Print every one of the lines below word for word, leaving out the pictures.

▸ AVAILABLE RECORDS:
○ ○ ○ ○ ○

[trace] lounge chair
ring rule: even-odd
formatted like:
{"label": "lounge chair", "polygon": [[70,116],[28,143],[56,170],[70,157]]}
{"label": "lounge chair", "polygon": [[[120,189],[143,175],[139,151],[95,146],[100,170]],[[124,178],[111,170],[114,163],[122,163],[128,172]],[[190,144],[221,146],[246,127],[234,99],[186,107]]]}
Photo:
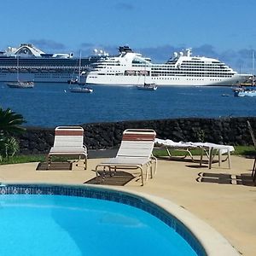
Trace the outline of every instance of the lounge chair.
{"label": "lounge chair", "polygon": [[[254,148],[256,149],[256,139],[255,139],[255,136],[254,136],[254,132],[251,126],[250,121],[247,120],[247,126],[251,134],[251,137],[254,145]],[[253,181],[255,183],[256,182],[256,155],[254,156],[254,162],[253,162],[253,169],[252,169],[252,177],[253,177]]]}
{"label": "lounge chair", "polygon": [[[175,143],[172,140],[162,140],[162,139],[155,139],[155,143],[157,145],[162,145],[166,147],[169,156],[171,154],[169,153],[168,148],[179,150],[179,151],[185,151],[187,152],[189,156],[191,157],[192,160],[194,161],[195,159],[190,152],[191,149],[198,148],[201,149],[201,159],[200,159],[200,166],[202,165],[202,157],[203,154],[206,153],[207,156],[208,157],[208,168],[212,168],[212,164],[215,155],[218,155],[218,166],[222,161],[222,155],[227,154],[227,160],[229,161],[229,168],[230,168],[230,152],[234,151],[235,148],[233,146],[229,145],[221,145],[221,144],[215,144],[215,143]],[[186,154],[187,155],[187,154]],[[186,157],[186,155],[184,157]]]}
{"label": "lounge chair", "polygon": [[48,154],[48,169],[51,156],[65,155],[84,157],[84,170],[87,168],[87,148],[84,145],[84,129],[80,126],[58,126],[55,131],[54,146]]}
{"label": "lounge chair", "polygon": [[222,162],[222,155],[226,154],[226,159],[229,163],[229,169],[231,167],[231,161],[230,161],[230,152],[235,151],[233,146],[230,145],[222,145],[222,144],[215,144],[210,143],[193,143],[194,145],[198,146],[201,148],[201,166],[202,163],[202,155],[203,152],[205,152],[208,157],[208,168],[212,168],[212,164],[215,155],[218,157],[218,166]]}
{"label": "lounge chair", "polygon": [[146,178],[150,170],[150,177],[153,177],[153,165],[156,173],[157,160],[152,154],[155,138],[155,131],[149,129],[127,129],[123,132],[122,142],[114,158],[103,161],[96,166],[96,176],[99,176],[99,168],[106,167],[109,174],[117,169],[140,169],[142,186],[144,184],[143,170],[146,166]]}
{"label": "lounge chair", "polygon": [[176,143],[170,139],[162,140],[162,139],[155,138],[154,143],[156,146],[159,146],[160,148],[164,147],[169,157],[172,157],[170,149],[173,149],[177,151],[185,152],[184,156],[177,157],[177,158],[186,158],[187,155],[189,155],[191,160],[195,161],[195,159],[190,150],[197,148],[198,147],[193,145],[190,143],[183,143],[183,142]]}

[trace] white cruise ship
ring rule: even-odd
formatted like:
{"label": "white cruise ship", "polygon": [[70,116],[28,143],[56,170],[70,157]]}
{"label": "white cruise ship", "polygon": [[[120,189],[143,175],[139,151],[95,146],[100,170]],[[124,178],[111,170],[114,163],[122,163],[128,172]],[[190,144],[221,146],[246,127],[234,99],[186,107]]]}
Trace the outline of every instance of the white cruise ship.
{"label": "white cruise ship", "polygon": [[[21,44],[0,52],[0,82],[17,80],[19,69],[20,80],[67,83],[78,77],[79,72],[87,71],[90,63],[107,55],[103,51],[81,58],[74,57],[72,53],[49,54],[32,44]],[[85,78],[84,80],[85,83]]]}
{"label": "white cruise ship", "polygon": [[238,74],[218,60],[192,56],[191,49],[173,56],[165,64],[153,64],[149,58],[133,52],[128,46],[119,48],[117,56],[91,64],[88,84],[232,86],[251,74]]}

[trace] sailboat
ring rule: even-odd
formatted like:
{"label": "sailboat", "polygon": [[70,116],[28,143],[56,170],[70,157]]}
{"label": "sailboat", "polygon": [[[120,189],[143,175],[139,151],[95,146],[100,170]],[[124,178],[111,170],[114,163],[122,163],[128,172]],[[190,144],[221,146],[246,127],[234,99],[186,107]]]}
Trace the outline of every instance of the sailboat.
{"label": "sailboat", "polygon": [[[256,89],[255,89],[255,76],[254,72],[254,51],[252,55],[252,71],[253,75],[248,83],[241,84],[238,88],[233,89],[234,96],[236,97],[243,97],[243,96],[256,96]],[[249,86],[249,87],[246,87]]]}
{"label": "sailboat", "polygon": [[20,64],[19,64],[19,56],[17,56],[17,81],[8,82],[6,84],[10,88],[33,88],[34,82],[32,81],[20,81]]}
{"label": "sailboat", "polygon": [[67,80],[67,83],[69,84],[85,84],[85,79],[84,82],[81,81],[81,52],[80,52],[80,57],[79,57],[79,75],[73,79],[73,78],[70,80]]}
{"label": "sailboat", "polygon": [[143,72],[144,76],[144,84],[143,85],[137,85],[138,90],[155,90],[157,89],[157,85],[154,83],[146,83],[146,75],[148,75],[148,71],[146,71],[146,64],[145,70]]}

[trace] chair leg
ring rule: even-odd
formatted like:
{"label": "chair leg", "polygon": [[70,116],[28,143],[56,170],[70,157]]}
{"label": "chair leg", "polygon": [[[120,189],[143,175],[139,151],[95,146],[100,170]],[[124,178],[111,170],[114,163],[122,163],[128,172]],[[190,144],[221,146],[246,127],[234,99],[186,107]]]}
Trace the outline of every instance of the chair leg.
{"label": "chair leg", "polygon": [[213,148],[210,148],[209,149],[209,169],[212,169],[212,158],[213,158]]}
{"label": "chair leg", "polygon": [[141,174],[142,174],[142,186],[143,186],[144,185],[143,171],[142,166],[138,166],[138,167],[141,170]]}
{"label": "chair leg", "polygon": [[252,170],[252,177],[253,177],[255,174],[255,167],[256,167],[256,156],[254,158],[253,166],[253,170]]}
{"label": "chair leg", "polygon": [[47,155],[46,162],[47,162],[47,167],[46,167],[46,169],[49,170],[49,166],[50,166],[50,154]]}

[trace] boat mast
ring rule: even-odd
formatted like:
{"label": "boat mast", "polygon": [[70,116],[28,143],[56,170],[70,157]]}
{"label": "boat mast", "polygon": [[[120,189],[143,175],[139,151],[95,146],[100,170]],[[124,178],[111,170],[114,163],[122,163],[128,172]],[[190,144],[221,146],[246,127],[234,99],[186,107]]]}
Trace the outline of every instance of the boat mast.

○ ○ ○ ○ ○

▸ TASK RESPONSE:
[trace] lounge chair
ring rule: even-odd
formatted like:
{"label": "lounge chair", "polygon": [[70,116],[28,143],[56,170],[70,157]]}
{"label": "lounge chair", "polygon": [[[120,189],[143,175],[139,151],[95,146],[100,170]],[[124,178],[111,170],[114,163],[122,163],[128,172]],[[190,144],[221,146],[246,127],[234,99],[186,107]]]}
Photo:
Trace the outline of every instance of the lounge chair.
{"label": "lounge chair", "polygon": [[[254,148],[256,149],[256,139],[255,139],[255,136],[254,136],[254,132],[251,126],[250,121],[247,120],[247,126],[251,134],[251,137],[254,145]],[[253,181],[255,183],[256,182],[256,155],[254,156],[254,162],[253,162],[253,169],[252,169],[252,177],[253,177]]]}
{"label": "lounge chair", "polygon": [[[175,143],[172,140],[162,140],[162,139],[155,139],[155,143],[157,145],[162,145],[166,147],[169,156],[171,154],[169,153],[168,148],[179,150],[179,151],[185,151],[187,152],[189,156],[191,157],[192,160],[194,161],[195,159],[190,152],[191,149],[198,148],[201,149],[201,159],[200,159],[200,166],[202,165],[202,157],[203,154],[206,153],[207,156],[208,157],[208,168],[212,168],[212,164],[215,155],[218,155],[218,166],[222,161],[222,155],[227,154],[227,160],[229,161],[229,168],[230,168],[230,152],[234,151],[235,148],[233,146],[229,145],[221,145],[221,144],[215,144],[215,143]],[[186,154],[187,155],[187,154]],[[186,157],[186,155],[184,157]]]}
{"label": "lounge chair", "polygon": [[48,154],[48,169],[51,156],[65,155],[84,157],[84,170],[87,168],[87,148],[84,145],[84,129],[80,126],[58,126],[55,131],[54,146]]}
{"label": "lounge chair", "polygon": [[222,162],[222,155],[226,154],[226,159],[229,163],[229,169],[231,167],[231,161],[230,161],[230,152],[235,151],[233,146],[230,145],[222,145],[222,144],[215,144],[210,143],[193,143],[194,145],[198,146],[201,148],[201,166],[202,163],[202,155],[203,152],[205,152],[208,157],[208,168],[212,168],[212,164],[215,155],[218,157],[218,166]]}
{"label": "lounge chair", "polygon": [[146,178],[150,170],[150,177],[153,177],[153,165],[156,173],[157,160],[152,154],[155,138],[155,131],[149,129],[127,129],[123,132],[122,142],[114,158],[103,161],[96,166],[96,176],[99,176],[99,168],[106,167],[109,174],[117,169],[140,169],[142,186],[144,184],[143,170],[146,166]]}
{"label": "lounge chair", "polygon": [[176,143],[170,139],[162,140],[162,139],[155,138],[154,143],[156,146],[159,146],[160,148],[164,147],[169,157],[172,157],[170,149],[173,149],[177,151],[185,152],[184,156],[177,157],[177,158],[186,158],[187,155],[189,155],[191,160],[195,161],[195,159],[190,150],[197,148],[198,147],[193,145],[190,143],[183,143],[183,142]]}

[trace] white cruise ship
ring rule: even-odd
formatted like:
{"label": "white cruise ship", "polygon": [[70,116],[28,143],[56,170],[70,157]]}
{"label": "white cruise ship", "polygon": [[[120,189],[143,175],[139,151],[95,146],[100,170]],[[124,178],[111,170],[114,163],[122,163],[128,172]],[[190,144],[221,146],[246,127],[234,99],[186,107]]]}
Trace the outline of every instance of the white cruise ship.
{"label": "white cruise ship", "polygon": [[[21,44],[0,52],[0,82],[17,80],[19,69],[20,80],[67,83],[78,77],[79,72],[87,71],[90,63],[107,55],[103,51],[81,58],[74,57],[72,53],[49,54],[32,44]],[[85,78],[84,80],[85,83]]]}
{"label": "white cruise ship", "polygon": [[238,74],[218,60],[192,56],[191,49],[173,56],[165,64],[153,64],[149,58],[133,52],[128,46],[119,48],[117,56],[91,64],[88,84],[232,86],[251,74]]}

[trace] sailboat
ring rule: even-odd
formatted like:
{"label": "sailboat", "polygon": [[70,116],[28,143],[56,170],[70,157]]}
{"label": "sailboat", "polygon": [[[120,189],[143,175],[139,151],[95,146],[100,170]],[[124,178],[111,170],[114,163],[122,163],[128,172]],[[190,144],[221,146],[246,127],[234,99],[186,107]]]}
Trace the outline of every instance of the sailboat.
{"label": "sailboat", "polygon": [[[256,89],[255,89],[255,76],[254,72],[254,51],[252,55],[252,71],[253,75],[248,83],[241,84],[238,88],[233,89],[234,96],[236,97],[243,97],[243,96],[256,96]],[[249,86],[249,87],[246,87]]]}
{"label": "sailboat", "polygon": [[20,64],[19,64],[19,56],[17,56],[17,81],[8,82],[6,84],[10,88],[33,88],[34,82],[32,81],[20,81]]}
{"label": "sailboat", "polygon": [[67,80],[67,83],[69,84],[85,84],[85,79],[84,82],[81,81],[81,52],[80,52],[80,57],[79,57],[79,75],[73,79],[73,78],[70,80]]}
{"label": "sailboat", "polygon": [[143,72],[144,76],[144,84],[143,85],[137,85],[138,90],[155,90],[157,89],[157,85],[154,83],[146,83],[146,75],[148,75],[148,71],[146,71],[146,64],[145,70]]}

[trace] chair leg
ring rule: even-odd
formatted like:
{"label": "chair leg", "polygon": [[70,116],[28,143],[56,170],[70,157]]}
{"label": "chair leg", "polygon": [[[120,189],[143,175],[139,151],[95,146],[100,170]],[[124,178],[111,170],[114,163],[122,163],[128,172]],[[190,144],[221,146],[246,127],[234,99],[186,107]]]}
Trace the outline of every instance of the chair leg.
{"label": "chair leg", "polygon": [[213,148],[210,148],[209,149],[209,169],[212,169],[212,158],[213,158]]}
{"label": "chair leg", "polygon": [[141,174],[142,174],[142,186],[143,186],[144,185],[143,171],[142,166],[138,166],[138,167],[141,170]]}
{"label": "chair leg", "polygon": [[252,170],[252,177],[253,177],[255,174],[255,167],[256,167],[256,156],[254,158],[253,166],[253,170]]}
{"label": "chair leg", "polygon": [[47,155],[46,162],[47,162],[47,167],[46,167],[46,169],[49,170],[49,166],[50,166],[50,154]]}

[trace] boat mast
ring rule: even-odd
formatted like:
{"label": "boat mast", "polygon": [[70,116],[28,143],[56,170],[70,157]]}
{"label": "boat mast", "polygon": [[[120,189],[143,175],[139,151],[95,146],[100,170]],[[124,178],[111,170],[114,163],[122,163],[128,172]],[[190,144],[221,146],[246,127],[234,99],[186,107]]]}
Trace the outline of every instance of the boat mast.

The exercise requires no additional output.